** Requirements **
Write out only the tail of the records, beginning at the line containing "I would be grateful if you could mark the tall" and including the last line, exactly as written.

[Coordinate labeling data]
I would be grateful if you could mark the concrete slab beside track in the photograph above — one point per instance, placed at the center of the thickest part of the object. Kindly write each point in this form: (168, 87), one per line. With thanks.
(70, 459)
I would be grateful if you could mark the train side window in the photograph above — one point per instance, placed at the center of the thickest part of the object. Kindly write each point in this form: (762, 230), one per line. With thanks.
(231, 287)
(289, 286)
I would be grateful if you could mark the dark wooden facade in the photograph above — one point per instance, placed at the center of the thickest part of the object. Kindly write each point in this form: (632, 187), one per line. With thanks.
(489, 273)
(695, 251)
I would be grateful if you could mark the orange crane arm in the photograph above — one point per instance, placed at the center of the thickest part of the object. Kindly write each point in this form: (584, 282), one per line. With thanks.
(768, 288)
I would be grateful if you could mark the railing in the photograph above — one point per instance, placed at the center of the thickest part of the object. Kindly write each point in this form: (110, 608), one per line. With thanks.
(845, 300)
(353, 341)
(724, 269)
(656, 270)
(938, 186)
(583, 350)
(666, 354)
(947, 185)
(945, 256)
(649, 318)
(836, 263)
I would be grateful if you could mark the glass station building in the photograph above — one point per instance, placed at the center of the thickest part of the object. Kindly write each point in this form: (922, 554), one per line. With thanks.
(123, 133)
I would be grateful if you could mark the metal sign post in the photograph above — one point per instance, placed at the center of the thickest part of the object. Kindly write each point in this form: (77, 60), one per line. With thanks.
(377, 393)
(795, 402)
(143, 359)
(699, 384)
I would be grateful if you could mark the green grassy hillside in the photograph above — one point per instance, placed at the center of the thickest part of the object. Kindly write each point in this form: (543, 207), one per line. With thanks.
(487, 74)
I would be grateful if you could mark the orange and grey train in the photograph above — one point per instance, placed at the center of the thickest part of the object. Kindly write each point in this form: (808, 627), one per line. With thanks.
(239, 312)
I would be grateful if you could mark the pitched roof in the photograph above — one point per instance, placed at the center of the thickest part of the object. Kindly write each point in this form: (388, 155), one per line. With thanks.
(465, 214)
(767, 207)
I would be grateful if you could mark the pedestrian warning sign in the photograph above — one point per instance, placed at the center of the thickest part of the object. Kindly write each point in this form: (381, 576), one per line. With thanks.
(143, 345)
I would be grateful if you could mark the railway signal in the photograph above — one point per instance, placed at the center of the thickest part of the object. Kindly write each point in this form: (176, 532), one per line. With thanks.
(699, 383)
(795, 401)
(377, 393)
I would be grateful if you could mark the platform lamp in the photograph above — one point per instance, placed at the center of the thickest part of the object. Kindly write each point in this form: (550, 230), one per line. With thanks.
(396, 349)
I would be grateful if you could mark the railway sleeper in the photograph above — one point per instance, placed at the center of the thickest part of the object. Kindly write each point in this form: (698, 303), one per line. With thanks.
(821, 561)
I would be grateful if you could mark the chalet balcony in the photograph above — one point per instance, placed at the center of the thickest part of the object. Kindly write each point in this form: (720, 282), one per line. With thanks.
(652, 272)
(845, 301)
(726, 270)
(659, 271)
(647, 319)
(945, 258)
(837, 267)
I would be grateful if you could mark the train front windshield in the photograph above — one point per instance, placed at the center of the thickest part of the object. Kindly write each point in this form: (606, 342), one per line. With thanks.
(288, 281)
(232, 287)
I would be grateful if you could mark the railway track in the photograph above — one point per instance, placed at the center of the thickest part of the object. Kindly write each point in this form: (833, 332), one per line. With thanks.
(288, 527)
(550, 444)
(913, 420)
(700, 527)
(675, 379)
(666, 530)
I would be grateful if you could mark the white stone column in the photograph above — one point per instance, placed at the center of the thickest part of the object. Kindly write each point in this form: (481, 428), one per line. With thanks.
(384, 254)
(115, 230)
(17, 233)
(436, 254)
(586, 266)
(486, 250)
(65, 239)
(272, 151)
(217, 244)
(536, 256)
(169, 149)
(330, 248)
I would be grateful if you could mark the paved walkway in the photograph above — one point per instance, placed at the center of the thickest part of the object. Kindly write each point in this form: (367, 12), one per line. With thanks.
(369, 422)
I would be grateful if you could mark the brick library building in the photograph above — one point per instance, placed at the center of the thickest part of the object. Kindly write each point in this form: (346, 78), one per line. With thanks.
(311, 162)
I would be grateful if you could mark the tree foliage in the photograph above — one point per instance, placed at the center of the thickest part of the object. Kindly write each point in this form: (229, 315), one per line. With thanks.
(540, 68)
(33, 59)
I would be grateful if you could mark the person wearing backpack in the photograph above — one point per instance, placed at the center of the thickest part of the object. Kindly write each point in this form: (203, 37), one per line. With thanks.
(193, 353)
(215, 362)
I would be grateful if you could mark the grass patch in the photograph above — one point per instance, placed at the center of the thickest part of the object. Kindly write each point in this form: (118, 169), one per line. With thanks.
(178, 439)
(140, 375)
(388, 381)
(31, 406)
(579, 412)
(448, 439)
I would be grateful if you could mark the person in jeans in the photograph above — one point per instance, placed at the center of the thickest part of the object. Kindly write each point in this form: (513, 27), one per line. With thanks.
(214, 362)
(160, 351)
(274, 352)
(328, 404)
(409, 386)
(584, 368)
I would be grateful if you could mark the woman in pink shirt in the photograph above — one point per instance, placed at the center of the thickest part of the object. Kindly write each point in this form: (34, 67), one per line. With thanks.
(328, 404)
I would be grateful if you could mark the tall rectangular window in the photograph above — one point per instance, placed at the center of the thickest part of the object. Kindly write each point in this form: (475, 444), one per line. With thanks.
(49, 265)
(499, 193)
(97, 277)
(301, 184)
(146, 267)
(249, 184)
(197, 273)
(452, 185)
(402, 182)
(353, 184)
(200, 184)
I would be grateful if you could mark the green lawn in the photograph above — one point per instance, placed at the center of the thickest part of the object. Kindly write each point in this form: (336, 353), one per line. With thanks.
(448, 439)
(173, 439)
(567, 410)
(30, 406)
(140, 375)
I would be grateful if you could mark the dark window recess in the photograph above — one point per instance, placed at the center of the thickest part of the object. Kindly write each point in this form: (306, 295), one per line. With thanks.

** Result **
I would be grateful if you could mark the tall rectangular window in the photograph above — one point per instance, placed at the center of the thickest part of the object. Kindly write each point in this form: (475, 444), one per line. With thanks.
(49, 265)
(499, 193)
(97, 277)
(301, 184)
(146, 267)
(249, 184)
(197, 273)
(452, 185)
(402, 182)
(353, 184)
(200, 184)
I would be grateful if you could mark the green lawn in the photograph above — one point per instance, placed at the center of the thickest part of the object. Kindly write each point in this form: (336, 353), one per line. With thanks.
(448, 439)
(173, 439)
(567, 410)
(30, 406)
(140, 375)
I would be grateful if you could mark the dark window recess in the photograph above — one point per instance, placed at the center of the thickest part of the object. Kindly write each point in this form: (306, 295), one per line. With thanks.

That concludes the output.